Texto proporcionado ::
* * * *

Como tránsfuga que soy, no busco arbitrar; tampoco mantenerme en “el justo medio” que preconiza Tomás de Aquino. Sin embargo, echo en falta para ambos la autocrítica del humor, no tan extremo (o a veces sí) como el que ejercía Raúl Prieto Río de la Loza, mejor conocido como Nikito Nipongo, qepd.

Un diccionario (académico o no, especializado o no) nunca cubre la totalidad de la riqueza técnica y/o vital de las palabras que invocamos todos los días, y sirve mientras no pretenda ser LA autoridad, precisamente por esa razón: el uso.

* * * *

Registros proporcionados ::
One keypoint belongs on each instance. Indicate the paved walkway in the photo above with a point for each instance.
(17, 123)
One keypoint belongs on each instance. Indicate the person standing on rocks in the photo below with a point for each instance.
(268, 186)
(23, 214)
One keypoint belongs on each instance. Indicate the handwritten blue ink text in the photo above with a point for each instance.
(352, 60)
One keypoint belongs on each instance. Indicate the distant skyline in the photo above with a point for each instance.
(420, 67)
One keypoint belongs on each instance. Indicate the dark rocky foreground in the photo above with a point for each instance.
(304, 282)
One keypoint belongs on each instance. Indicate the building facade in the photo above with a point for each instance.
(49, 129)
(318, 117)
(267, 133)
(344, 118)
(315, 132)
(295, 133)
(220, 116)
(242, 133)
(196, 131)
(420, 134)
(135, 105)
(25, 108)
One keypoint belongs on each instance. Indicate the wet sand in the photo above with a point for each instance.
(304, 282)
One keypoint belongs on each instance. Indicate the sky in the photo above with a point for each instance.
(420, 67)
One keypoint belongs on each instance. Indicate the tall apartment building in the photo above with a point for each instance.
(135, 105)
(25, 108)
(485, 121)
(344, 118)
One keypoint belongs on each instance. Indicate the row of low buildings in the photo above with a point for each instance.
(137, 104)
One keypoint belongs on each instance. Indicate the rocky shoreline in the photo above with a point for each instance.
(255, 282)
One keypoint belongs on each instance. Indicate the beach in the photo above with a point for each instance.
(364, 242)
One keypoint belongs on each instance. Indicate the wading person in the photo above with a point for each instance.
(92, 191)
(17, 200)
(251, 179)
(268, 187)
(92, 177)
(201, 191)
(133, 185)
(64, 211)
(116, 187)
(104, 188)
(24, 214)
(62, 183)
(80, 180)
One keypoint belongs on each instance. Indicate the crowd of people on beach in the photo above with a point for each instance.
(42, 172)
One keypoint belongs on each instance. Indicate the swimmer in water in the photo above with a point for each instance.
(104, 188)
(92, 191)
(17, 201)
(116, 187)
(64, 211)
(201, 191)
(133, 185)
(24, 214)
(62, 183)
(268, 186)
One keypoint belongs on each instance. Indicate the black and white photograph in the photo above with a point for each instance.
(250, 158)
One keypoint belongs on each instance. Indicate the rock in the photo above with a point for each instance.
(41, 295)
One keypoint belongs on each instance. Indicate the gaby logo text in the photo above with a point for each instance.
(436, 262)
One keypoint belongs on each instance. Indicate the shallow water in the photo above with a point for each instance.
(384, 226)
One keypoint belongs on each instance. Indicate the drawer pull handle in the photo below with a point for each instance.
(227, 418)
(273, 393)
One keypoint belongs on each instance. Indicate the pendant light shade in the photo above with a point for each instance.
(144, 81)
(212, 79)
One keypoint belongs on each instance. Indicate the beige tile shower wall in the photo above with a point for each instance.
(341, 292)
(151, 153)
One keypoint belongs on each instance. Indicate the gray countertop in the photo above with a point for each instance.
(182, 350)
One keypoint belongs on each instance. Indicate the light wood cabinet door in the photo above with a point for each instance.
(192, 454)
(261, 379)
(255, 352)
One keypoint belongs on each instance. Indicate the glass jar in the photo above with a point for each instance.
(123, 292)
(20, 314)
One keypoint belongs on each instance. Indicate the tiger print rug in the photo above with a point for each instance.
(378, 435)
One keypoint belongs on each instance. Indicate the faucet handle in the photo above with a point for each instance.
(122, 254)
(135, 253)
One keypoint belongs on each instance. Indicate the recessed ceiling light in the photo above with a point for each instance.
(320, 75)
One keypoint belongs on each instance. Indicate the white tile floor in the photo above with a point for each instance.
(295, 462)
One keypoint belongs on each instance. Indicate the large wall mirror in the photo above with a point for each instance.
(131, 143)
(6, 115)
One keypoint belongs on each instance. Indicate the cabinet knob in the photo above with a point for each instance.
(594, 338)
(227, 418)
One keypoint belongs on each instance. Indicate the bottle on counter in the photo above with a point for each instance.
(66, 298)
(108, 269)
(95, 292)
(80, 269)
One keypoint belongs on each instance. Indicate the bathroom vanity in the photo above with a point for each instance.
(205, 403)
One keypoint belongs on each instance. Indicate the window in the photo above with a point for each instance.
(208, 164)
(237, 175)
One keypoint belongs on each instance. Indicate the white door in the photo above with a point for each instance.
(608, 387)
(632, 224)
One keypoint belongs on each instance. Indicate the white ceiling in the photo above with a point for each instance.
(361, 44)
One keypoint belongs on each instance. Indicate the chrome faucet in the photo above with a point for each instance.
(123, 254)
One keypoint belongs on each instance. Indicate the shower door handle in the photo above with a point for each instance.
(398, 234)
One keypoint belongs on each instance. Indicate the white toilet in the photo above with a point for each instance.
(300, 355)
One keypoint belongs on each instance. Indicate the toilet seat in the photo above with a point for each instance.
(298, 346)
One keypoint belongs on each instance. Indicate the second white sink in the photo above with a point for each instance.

* * * *

Problemas y tareas ::
1. Según el texto sobre los diccionarios y el uso de las palabras, ¿con qué nombre era más conocido Raúl Prieto Río de la Loza?
2. Sigue escribiendo el texto sobre los diccionarios y el uso de las palabras a partir de su última oración.

Respuestas a tareas ::
1. Nikito Nipongo.

2.
El lenguaje ES por el uso que hacemos de él, no por el registro de su existencia. La lengua sí se construye de boca en boca y de artículo en artículo, y sólo a posteriori de diccionario en diccionario. El diccionario, sin embargo, está más cerca de las palabras sedimentarias que de las voces metamórficas, y por eso vale, aunque a veces lo que incluye o excluye arda como magma. Fin del paralelismo geológico.

La reflexión va en ese sentido. En mi caso, un diccionario de consulta y uno de trabajo se distinguen por el deterioro (que denuncia el uso); la practicidad los acerca al escritorio o los destierra a las repisas altas del librero. Por eso, un diccionario pensado para estar “a la mano” debe ser edificado con ese criterio: si tomarlo con una mano provoca esguince, no es un diccionario manual; si tomarlo con las dos manos no despeja la duda que llevó a consultarlo, no es tan útil.

Una duda que requiere consultar diccionarios en cadena puede dar origen a un ensayo o tesis, pero resulta fastidiosa cuando lo que quiero es aclarar por qué abocar no es lo mismo que avocar, y usar pronto la palabra correcta para lo que pretendo decir.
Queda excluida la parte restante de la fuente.